[BEGIN PROVIDED TEXT]
Whether the sale of the suit property by Trust Bank Limited (In Liquidation) to Clarkson & Southern Limited passed good title 60. On the December 5, 2000 the 1st defendant bank made its first attempt to sell the suit property by way of public auction. The 1st defendant instructed Triple One Auctioneers to advertise the suit property for sale by public auction after the expiry of 45-day statutory notice. On December 8, 2000, the auctioneers issued the 1st plaintiff with a 45-day notification of sale for an outstanding amount of Kshs 36,675,300 and slotted the sale by public auction for February 14, 2001, however the same did not take place. The bank’s liquidator made a second attempt to sell the suit property by private treaty. The bank’s liquidator instructed Acumen Valuers to value the suit property, and on August 17, 2006, the valuers valued the suit property at Kshs 38,000,000/= for open market value and Kshs27,000,000/= for forced sale value. The bank proceeded to instruct the firm of Muema Kitulu & Co Advocates to sell the suit property and on August 3, 2007 the 1st defendant proceeded to sell the suit property to the 2nd defendant for Kshs 31,000,000/= by way of private treaty.

61. The 2nd defendant has defended the sale by private treaty between itself and the 1st defendant on August 3, 2007, by claiming to be a bonafide purchaser for value without notice. Further the 2nd defendant has submitted that section 69B (2) of the Transfer of Property Act (repealed) provided that where a transfer is made in the exercise of the chargor statutory power of sale, title of the purchaser shall not be impeached on the ground that the power was irregularly exercised. The 2nd defendant maintained that it was not aware of the order dated October 19, 1999 and the only encumbrance it was aware of on the title was the charge.
[END PROVIDED TEXT]
[BEGIN ENTRIES]
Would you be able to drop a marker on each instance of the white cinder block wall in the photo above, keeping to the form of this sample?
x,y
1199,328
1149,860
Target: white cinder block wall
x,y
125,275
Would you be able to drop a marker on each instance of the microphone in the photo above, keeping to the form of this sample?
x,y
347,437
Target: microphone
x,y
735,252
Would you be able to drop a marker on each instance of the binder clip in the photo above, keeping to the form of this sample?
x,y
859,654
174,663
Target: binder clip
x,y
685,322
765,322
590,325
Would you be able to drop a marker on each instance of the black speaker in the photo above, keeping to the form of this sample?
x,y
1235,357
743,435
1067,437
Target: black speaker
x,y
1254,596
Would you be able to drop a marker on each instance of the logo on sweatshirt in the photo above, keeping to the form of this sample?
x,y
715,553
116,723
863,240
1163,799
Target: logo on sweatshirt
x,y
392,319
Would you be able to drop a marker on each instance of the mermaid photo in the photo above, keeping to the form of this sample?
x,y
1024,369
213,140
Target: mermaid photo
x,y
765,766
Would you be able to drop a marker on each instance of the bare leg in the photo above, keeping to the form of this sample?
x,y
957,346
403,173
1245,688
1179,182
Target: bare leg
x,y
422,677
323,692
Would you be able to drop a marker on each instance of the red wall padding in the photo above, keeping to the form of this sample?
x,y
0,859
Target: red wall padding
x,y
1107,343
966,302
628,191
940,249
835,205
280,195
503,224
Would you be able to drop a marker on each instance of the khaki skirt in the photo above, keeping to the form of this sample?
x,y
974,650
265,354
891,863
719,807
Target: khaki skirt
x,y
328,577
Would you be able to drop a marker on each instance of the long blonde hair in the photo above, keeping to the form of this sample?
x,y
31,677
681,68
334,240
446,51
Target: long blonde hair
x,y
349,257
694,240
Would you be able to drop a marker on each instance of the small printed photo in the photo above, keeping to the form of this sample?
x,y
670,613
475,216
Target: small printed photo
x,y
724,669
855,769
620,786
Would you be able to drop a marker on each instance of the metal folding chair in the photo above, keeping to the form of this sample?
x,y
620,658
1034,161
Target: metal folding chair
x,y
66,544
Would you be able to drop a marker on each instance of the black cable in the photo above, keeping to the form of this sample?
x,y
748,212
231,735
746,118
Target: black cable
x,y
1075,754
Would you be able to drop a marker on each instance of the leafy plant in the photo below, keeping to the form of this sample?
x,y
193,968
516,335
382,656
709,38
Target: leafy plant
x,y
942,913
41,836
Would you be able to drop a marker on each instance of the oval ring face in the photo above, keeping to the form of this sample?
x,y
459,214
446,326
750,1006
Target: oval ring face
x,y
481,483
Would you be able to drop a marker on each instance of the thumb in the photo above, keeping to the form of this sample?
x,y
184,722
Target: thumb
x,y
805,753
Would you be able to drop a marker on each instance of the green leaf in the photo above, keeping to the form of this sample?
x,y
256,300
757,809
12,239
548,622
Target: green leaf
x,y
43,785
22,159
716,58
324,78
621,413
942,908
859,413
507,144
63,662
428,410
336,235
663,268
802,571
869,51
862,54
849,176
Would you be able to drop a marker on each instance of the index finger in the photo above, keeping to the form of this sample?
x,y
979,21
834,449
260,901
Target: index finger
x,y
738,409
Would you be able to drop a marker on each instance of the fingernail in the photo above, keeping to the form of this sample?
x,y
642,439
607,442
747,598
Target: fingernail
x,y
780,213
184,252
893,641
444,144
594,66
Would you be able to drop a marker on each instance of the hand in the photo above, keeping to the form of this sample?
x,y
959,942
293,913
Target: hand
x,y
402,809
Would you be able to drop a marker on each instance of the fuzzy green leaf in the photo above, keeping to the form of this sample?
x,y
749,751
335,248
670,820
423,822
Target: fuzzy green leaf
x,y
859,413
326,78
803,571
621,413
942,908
[END ENTRIES]
* TASK OBJECTIVE *
In the text on the sale of the suit property, for what amount did the 1st defendant sell the property to the 2nd defendant on August 3, 2007?

* TASK RESPONSE *
Kshs 31,000,000, by private treaty.